Your task is to copy the listing exactly, with the pictures left out.

>> START Data supplied

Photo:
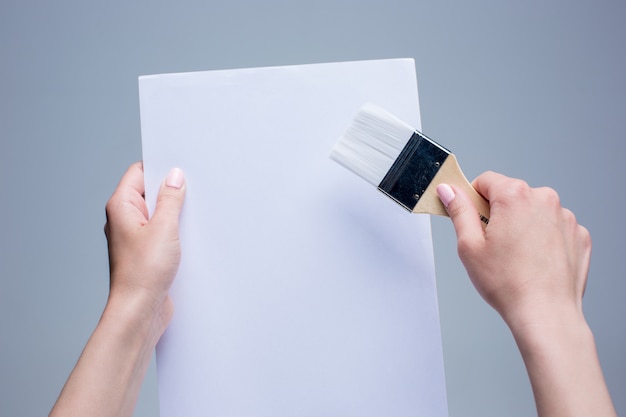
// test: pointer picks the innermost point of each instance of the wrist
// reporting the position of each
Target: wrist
(138, 315)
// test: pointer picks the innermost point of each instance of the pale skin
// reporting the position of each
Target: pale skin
(530, 264)
(143, 256)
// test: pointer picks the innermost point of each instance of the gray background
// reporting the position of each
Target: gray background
(532, 89)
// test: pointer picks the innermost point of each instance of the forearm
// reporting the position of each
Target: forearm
(563, 367)
(109, 373)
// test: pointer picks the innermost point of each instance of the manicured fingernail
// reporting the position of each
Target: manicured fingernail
(446, 194)
(175, 178)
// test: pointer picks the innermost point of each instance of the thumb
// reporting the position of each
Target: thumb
(462, 212)
(171, 196)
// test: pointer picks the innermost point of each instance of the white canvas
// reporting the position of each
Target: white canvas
(302, 290)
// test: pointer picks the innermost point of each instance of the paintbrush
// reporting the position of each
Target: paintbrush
(402, 162)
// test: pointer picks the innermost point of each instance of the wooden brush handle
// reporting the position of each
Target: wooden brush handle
(450, 173)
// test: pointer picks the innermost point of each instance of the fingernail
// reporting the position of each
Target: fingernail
(446, 194)
(175, 178)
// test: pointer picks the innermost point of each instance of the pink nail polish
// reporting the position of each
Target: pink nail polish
(175, 178)
(446, 194)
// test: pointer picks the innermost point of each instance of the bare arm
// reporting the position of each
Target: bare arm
(144, 256)
(530, 264)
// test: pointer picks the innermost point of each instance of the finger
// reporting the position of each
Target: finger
(487, 184)
(462, 212)
(170, 198)
(129, 190)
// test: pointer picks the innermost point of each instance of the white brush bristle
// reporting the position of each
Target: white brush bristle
(371, 144)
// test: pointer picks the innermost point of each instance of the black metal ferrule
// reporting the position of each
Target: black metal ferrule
(413, 170)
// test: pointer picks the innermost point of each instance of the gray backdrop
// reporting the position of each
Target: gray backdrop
(533, 89)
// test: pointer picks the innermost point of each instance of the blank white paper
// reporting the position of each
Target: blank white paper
(302, 291)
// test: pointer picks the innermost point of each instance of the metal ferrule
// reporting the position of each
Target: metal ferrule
(413, 170)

>> END Data supplied

### Reply
Photo:
// test: pointer picks the innermost point of each instance of the wrist
// reporting the position of each
Target: wrist
(138, 315)
// test: pointer picks the innermost point of each instance of the pale skin
// reporting the position of each
Target: pale skin
(530, 264)
(143, 256)
// test: pointer picks the innermost point of each instance of the gray background
// reporting the position of each
Target: gray background
(532, 89)
// test: pointer picks the innermost point of each instance of the forearm
// reporting the position of each
Target: forearm
(563, 367)
(109, 373)
// test: pointer picks the innermost point of each instance of the manicured fingernail
// reporting the position of each
Target: manicured fingernail
(446, 194)
(175, 178)
// test: pointer picks the innermost point of each instance of the thumb
// reporting the position of each
Target: thumb
(462, 212)
(171, 196)
// test: pointer picks the innermost point of each instance of the white canvas
// reporting the position of each
Target: white canvas
(302, 290)
// test: pointer picks the innermost point of each instance of the paintbrush
// reporting the position of each
Target: paintbrush
(402, 162)
// test: pointer picks the innermost point of each instance of the wooden brush handle
// reporting the position of each
Target: wooden brush handle
(450, 173)
// test: pointer picks the innermost point of each instance of the fingernail
// reporting the position of each
Target: fingernail
(446, 194)
(175, 178)
// test: pointer picks the innermost point of each instance of the pink nail polish
// reporting the position of each
Target: pink nail polish
(175, 178)
(446, 194)
// test: pointer picks the innermost point of each instance of the bare arm
// reporting the position of each
Target: bare arm
(144, 256)
(530, 264)
// test: pointer picks the innermost point of each instance of the finger
// reporting the position of each
Target: finger
(487, 184)
(462, 212)
(170, 198)
(129, 190)
// test: pointer picks the innermost point of each instance of the white brush bristle
// reporting the position of each
Target: white brush bristle
(371, 144)
// test: pointer picks the innermost point of each instance of the black metal ferrule
// reporting the position of each
Target: black metal ferrule
(413, 170)
// test: pointer picks the innermost point of each instance of the gray backdrop
// reporting the position of each
Target: gray backdrop
(533, 89)
// test: pointer picks the innermost point of each instance of the blank white paper
// reporting the position of each
Target: blank white paper
(302, 291)
// test: pointer picks the innermost point of each instance of the metal ferrule
// reporting the position of each
Target: metal ferrule
(413, 170)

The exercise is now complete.